Start of Block

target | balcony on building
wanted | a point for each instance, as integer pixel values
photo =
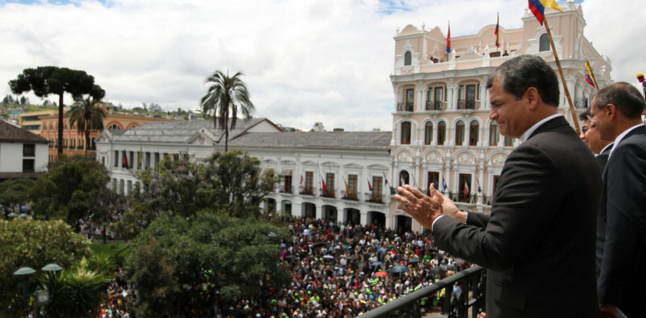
(353, 196)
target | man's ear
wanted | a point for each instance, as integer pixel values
(611, 110)
(532, 97)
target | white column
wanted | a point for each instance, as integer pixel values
(484, 101)
(422, 97)
(363, 218)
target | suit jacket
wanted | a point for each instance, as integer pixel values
(621, 234)
(602, 158)
(538, 243)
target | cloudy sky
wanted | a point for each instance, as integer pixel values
(304, 61)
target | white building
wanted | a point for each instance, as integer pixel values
(23, 154)
(441, 134)
(359, 160)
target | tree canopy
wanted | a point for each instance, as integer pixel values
(46, 80)
(74, 188)
(13, 194)
(25, 242)
(88, 115)
(231, 183)
(177, 262)
(224, 98)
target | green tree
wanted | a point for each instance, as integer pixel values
(88, 115)
(224, 97)
(13, 194)
(46, 80)
(78, 291)
(72, 189)
(177, 262)
(231, 183)
(25, 242)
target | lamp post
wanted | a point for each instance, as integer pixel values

End of Block

What the exercise asks:
Drop the images and transcribe the entries above exactly.

Response below:
target | balcony on building
wanted | a point for each instance, as integer pixel values
photo =
(353, 196)
target | man's ear
wanted | a point for each instance, as integer pixel values
(611, 110)
(532, 97)
target | white column
wanted | a point for each instance, as integer pixel values
(484, 101)
(422, 97)
(363, 218)
target | suit jacket
wanted | a point for each instance, as integer pixel values
(621, 234)
(602, 158)
(538, 243)
target | cloudy sky
wanted | a point for each instance, as integer pixel values
(304, 61)
target | white building
wanted | a point for each instance, as integer pixel values
(23, 154)
(441, 134)
(359, 160)
target | tree canopy
wanted | a point for each instance, as integer pixel values
(46, 80)
(74, 188)
(13, 194)
(25, 242)
(88, 115)
(231, 183)
(177, 262)
(224, 98)
target | green tree
wanted | a point for each instance, as integer pixel values
(88, 115)
(224, 97)
(13, 194)
(46, 80)
(78, 291)
(72, 189)
(177, 262)
(231, 183)
(25, 242)
target | lamp post
wanted | a point for each instance, as integer pixel values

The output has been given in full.